= Written request 1 =
Answer these questions about the cannabis legalization discussion:
(a) Which candidate does the discussion say believes cannabis is the gateway?
(b) Who is said to have the best ideas out of all candidates on both sides?
(c) Which country is supposed to have an MM program by the end of the year?
= Written request 2 =
Copy the passage of the cannabis discussion starting with "Carly Fiorina for" and going on through "ploy for votes.".

= Selection =
Carly Fiorina for example, she believes cannabis is the gateway which is the cause of losing her child from drugs. I can't believe her about state's rights issue. Why would anyone who claims the gateway theory allow states to legalize it? It's easier for me to believe Santa clause and the tooth fairy are real than to believe they will remove cannabis from schedule 1. I see it as a decieptive ploy for votes.
 
Santa is not real????
Now there goes my year.
 
They are all so worried about the Evanjelical vote. Rand Paul has the best ideas out of all candidates on both sides. Fiscally conservative Socially Liberal. I looks like the rest of the world is easing up on pot. Mexico is supposed to have a MM program by the end of the year. Canada new prime minister has vowed to legalize weed, and there are all sorts of little countries around the world that have decriminalized or legaled some for of weed. Things are headed in the right direction and that is great. The republicans cannot delay this for much longer. Everyday the pro legalization numbers go up. Colorado has demonstrated that legal weed will not destroy the world but has added to the states economy instead of the Black market economy. I have high hopes that Obama will get the federal government out of the weed buisiness before his term is over.

Dataset items:
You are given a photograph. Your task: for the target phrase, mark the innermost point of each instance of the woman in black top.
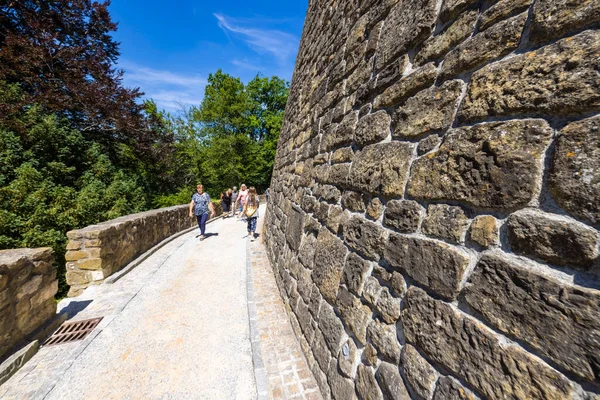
(226, 200)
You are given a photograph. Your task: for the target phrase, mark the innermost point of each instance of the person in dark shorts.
(201, 206)
(234, 195)
(251, 212)
(226, 201)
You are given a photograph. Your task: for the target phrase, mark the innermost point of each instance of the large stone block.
(555, 18)
(449, 389)
(452, 8)
(446, 222)
(407, 24)
(557, 80)
(408, 86)
(439, 45)
(365, 237)
(391, 382)
(575, 171)
(429, 111)
(501, 10)
(421, 376)
(494, 165)
(495, 42)
(372, 128)
(355, 314)
(474, 353)
(560, 321)
(436, 265)
(332, 328)
(330, 257)
(381, 168)
(553, 239)
(366, 385)
(356, 271)
(383, 337)
(402, 215)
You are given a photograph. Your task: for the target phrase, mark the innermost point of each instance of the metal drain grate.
(73, 331)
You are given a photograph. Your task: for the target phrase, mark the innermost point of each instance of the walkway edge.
(260, 372)
(129, 267)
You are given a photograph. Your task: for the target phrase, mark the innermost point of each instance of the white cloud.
(170, 90)
(281, 45)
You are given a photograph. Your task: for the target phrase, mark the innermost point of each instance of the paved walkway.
(175, 327)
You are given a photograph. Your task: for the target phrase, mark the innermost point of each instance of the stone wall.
(27, 288)
(436, 198)
(98, 251)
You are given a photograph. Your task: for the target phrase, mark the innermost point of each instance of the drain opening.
(73, 331)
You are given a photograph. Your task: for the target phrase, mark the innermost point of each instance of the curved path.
(175, 327)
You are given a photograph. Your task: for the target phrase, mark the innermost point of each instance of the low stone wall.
(435, 212)
(27, 288)
(97, 251)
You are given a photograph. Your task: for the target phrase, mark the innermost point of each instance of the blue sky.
(168, 48)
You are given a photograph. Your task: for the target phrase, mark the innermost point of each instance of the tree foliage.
(78, 148)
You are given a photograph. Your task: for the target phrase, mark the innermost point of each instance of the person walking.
(226, 202)
(251, 212)
(200, 206)
(242, 199)
(234, 196)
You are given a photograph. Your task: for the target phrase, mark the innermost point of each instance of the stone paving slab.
(175, 327)
(287, 372)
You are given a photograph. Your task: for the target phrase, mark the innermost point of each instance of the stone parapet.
(27, 287)
(98, 251)
(435, 204)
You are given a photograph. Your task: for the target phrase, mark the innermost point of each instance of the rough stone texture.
(446, 222)
(554, 18)
(541, 82)
(452, 8)
(403, 215)
(356, 315)
(365, 237)
(575, 171)
(479, 111)
(383, 337)
(407, 24)
(391, 382)
(366, 385)
(372, 128)
(375, 209)
(421, 376)
(431, 110)
(497, 41)
(562, 322)
(439, 45)
(97, 251)
(355, 273)
(484, 230)
(408, 86)
(449, 389)
(501, 10)
(434, 264)
(381, 168)
(471, 351)
(329, 264)
(552, 239)
(492, 165)
(27, 288)
(428, 144)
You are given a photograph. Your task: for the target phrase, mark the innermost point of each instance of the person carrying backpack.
(251, 212)
(200, 207)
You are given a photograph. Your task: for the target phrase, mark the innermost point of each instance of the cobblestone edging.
(434, 219)
(281, 369)
(98, 251)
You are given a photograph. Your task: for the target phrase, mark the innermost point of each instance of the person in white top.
(242, 197)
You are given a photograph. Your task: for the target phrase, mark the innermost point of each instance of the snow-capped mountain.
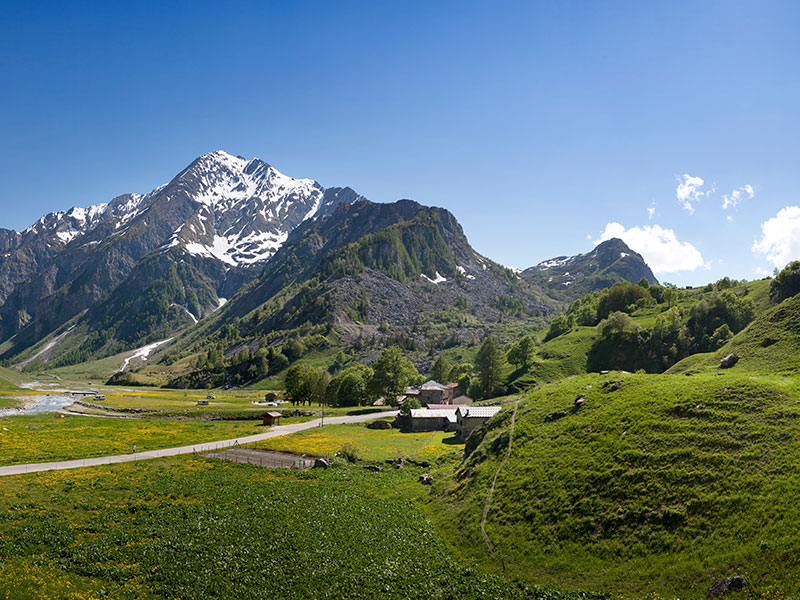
(247, 208)
(222, 214)
(570, 277)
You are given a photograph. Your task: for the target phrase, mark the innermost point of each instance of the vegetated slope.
(566, 278)
(661, 486)
(368, 276)
(770, 344)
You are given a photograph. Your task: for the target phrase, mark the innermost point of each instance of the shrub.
(786, 283)
(349, 452)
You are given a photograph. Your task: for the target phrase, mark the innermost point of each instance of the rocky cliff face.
(226, 215)
(143, 267)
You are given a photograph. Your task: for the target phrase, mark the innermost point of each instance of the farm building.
(433, 392)
(271, 418)
(470, 417)
(424, 419)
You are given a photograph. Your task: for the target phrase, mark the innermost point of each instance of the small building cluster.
(434, 393)
(444, 410)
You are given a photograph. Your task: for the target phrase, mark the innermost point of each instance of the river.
(41, 404)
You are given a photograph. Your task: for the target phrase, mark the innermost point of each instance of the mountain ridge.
(144, 267)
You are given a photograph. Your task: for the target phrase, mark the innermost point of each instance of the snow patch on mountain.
(437, 280)
(143, 353)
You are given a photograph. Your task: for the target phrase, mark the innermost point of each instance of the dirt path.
(494, 481)
(278, 431)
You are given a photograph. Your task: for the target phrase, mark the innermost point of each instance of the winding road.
(277, 431)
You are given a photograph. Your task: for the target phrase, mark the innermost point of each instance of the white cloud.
(746, 192)
(780, 237)
(689, 191)
(659, 247)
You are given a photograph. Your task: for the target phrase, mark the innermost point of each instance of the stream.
(42, 404)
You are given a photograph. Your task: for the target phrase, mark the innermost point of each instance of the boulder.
(554, 417)
(723, 586)
(579, 402)
(730, 360)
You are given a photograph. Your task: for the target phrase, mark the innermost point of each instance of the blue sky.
(541, 126)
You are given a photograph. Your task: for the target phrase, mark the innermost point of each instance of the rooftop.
(483, 412)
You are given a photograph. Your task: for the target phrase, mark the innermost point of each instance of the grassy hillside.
(770, 344)
(207, 529)
(661, 486)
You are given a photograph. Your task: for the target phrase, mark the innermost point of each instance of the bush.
(786, 283)
(349, 452)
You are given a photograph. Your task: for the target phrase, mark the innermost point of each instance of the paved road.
(204, 447)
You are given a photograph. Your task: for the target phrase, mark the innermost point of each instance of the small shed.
(424, 419)
(271, 417)
(470, 417)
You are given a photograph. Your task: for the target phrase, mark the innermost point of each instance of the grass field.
(372, 444)
(225, 404)
(198, 529)
(50, 437)
(662, 486)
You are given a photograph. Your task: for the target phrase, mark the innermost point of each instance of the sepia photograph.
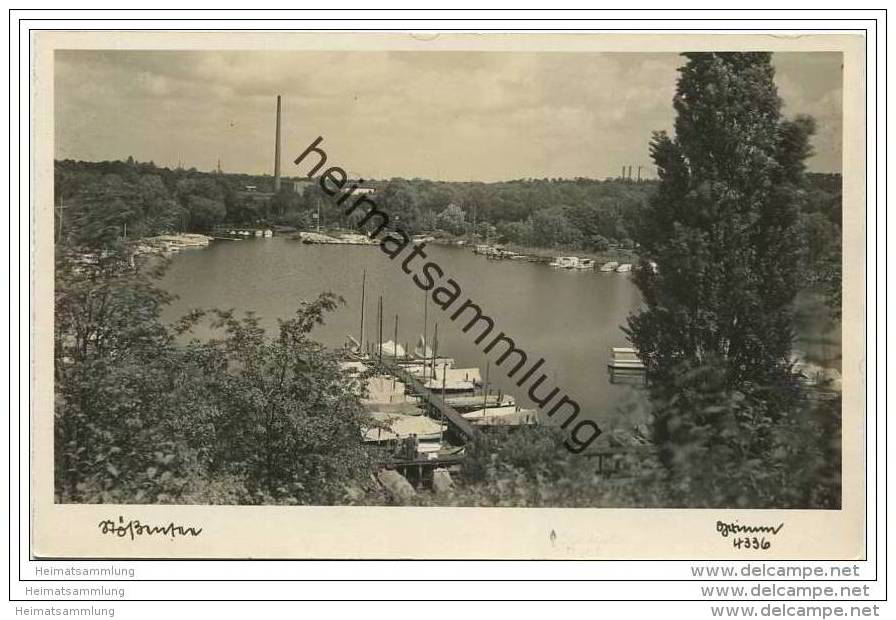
(488, 279)
(433, 296)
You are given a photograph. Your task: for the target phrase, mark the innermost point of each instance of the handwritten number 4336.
(751, 543)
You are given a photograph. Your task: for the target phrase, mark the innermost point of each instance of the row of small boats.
(401, 409)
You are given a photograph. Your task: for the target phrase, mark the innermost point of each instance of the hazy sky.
(447, 115)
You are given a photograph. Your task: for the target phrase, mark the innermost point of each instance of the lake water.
(570, 318)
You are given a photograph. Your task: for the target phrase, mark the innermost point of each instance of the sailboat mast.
(363, 287)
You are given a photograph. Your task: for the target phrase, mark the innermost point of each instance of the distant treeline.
(108, 200)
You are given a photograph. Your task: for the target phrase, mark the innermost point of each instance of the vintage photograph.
(448, 278)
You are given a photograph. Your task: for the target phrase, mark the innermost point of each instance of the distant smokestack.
(277, 151)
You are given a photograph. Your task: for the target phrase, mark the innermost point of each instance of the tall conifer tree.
(721, 230)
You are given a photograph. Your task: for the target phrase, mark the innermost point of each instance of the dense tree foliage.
(142, 416)
(722, 245)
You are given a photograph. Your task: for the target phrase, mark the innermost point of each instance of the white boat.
(565, 262)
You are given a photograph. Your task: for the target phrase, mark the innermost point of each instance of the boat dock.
(625, 363)
(446, 412)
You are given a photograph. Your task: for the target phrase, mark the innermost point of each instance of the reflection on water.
(570, 318)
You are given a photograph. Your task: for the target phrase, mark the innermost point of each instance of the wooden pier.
(624, 362)
(447, 412)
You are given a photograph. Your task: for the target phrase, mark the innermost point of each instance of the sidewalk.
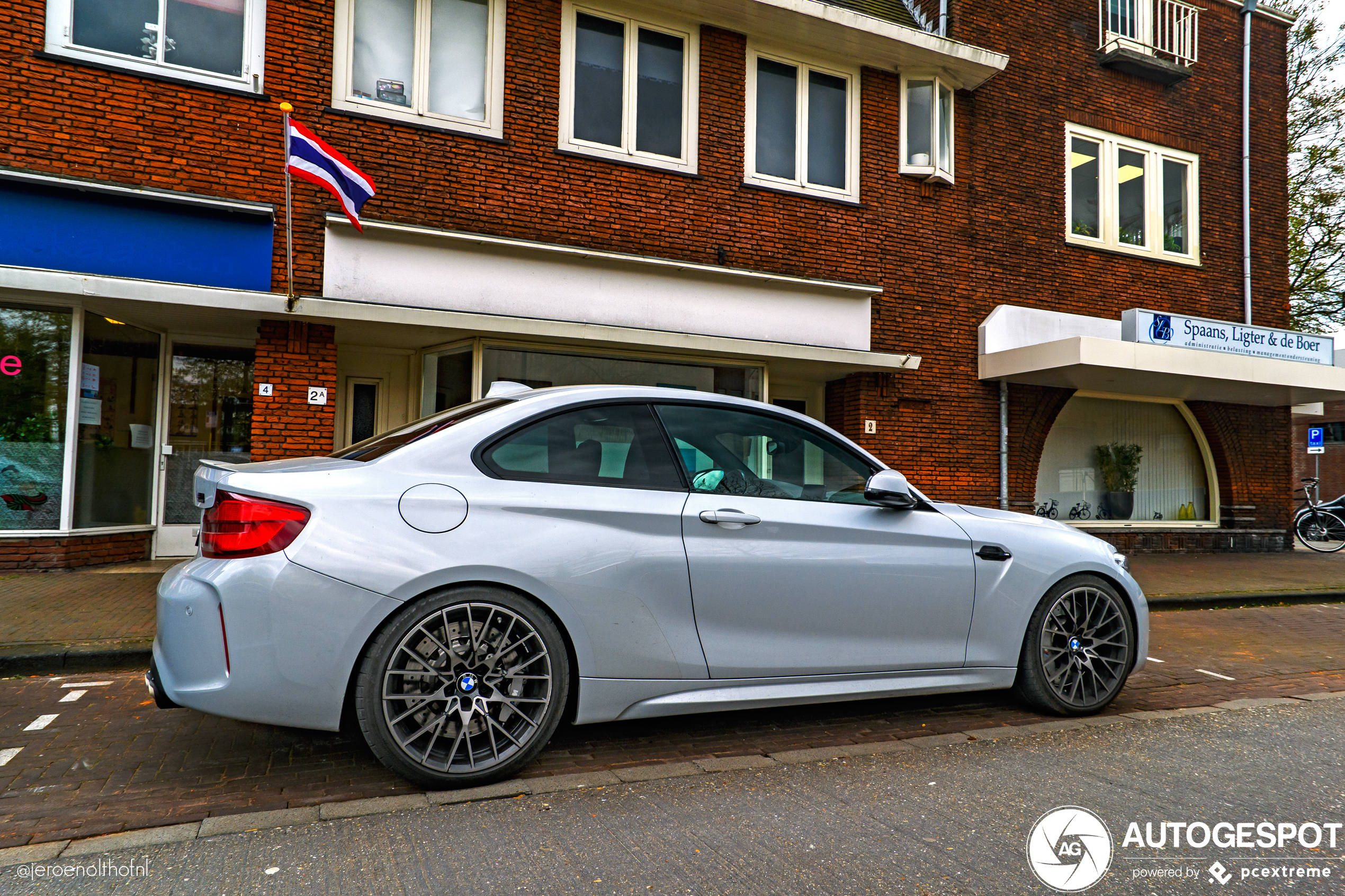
(106, 616)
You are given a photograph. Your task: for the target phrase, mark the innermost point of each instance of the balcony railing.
(1162, 29)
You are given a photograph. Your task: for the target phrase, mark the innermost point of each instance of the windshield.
(393, 440)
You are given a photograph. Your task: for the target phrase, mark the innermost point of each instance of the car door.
(793, 572)
(589, 503)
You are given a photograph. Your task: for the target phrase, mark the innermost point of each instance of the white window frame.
(850, 193)
(61, 26)
(932, 171)
(691, 35)
(343, 69)
(1109, 211)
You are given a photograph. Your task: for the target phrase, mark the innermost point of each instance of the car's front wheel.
(1078, 650)
(463, 688)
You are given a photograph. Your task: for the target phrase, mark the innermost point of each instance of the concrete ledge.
(572, 782)
(658, 773)
(502, 790)
(938, 740)
(217, 825)
(1145, 715)
(731, 763)
(815, 754)
(372, 807)
(131, 839)
(34, 854)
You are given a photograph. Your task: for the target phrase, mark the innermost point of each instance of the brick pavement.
(112, 762)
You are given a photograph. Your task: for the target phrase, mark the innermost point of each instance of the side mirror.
(890, 490)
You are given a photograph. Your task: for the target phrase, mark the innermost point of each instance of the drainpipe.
(1004, 445)
(1249, 7)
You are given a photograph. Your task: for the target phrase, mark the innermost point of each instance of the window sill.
(629, 161)
(1130, 253)
(803, 194)
(417, 125)
(141, 73)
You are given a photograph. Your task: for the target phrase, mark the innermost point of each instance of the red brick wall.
(292, 356)
(73, 551)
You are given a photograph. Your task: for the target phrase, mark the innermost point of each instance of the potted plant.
(1119, 467)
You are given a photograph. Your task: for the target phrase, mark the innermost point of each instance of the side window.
(614, 445)
(729, 452)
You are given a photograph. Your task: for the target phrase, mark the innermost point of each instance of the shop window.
(629, 89)
(540, 370)
(1171, 484)
(1130, 196)
(927, 128)
(209, 418)
(435, 62)
(34, 387)
(216, 42)
(803, 123)
(116, 455)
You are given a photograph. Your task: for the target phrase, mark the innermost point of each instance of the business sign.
(1138, 325)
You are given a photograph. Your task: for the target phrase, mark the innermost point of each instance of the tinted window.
(614, 445)
(731, 452)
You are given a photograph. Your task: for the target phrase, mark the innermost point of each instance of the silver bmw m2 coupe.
(459, 586)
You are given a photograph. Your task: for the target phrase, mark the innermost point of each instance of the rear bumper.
(262, 640)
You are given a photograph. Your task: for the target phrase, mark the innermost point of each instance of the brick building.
(863, 210)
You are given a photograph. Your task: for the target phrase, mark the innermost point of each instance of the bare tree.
(1316, 171)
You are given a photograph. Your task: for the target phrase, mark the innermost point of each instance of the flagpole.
(290, 216)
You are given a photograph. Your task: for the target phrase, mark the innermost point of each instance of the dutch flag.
(318, 163)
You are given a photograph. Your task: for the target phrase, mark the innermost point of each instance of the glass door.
(209, 418)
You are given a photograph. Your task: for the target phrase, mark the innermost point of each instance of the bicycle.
(1317, 528)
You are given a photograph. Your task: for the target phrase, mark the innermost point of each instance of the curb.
(222, 825)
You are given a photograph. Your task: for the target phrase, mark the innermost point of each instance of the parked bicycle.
(1319, 528)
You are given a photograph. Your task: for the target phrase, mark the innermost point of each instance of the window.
(436, 62)
(1171, 484)
(629, 89)
(1130, 196)
(803, 126)
(216, 42)
(927, 128)
(615, 445)
(728, 452)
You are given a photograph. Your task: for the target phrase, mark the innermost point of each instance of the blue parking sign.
(1316, 440)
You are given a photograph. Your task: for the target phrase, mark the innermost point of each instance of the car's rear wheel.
(1078, 650)
(463, 688)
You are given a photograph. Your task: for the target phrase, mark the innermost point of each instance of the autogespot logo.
(1070, 849)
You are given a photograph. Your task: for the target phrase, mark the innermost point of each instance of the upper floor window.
(1130, 196)
(927, 128)
(629, 89)
(436, 62)
(216, 42)
(803, 126)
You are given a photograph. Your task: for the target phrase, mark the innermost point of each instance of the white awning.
(1072, 351)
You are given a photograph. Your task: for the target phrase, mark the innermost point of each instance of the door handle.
(728, 515)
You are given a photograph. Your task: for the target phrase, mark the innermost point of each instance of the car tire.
(1079, 648)
(463, 688)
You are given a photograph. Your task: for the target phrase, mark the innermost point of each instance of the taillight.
(241, 526)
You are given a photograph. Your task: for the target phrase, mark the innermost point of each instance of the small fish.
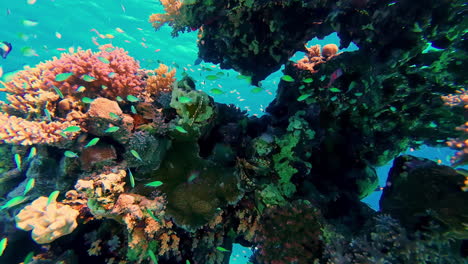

= Final answer 1 =
(a) Carly Fiorina
(b) Rand Paul
(c) Mexico

= Final answer 2 =
Carly Fiorina for example, she believes cannabis is the gateway which is the cause of losing her child from drugs. I can't believe her about state's rights issue. Why would anyone who claims the gateway theory allow states to legalize it? It's easier for me to believe Santa clause and the tooth fairy are real than to believe they will remove cannabis from schedule 1. I see it as a decieptive ploy for votes.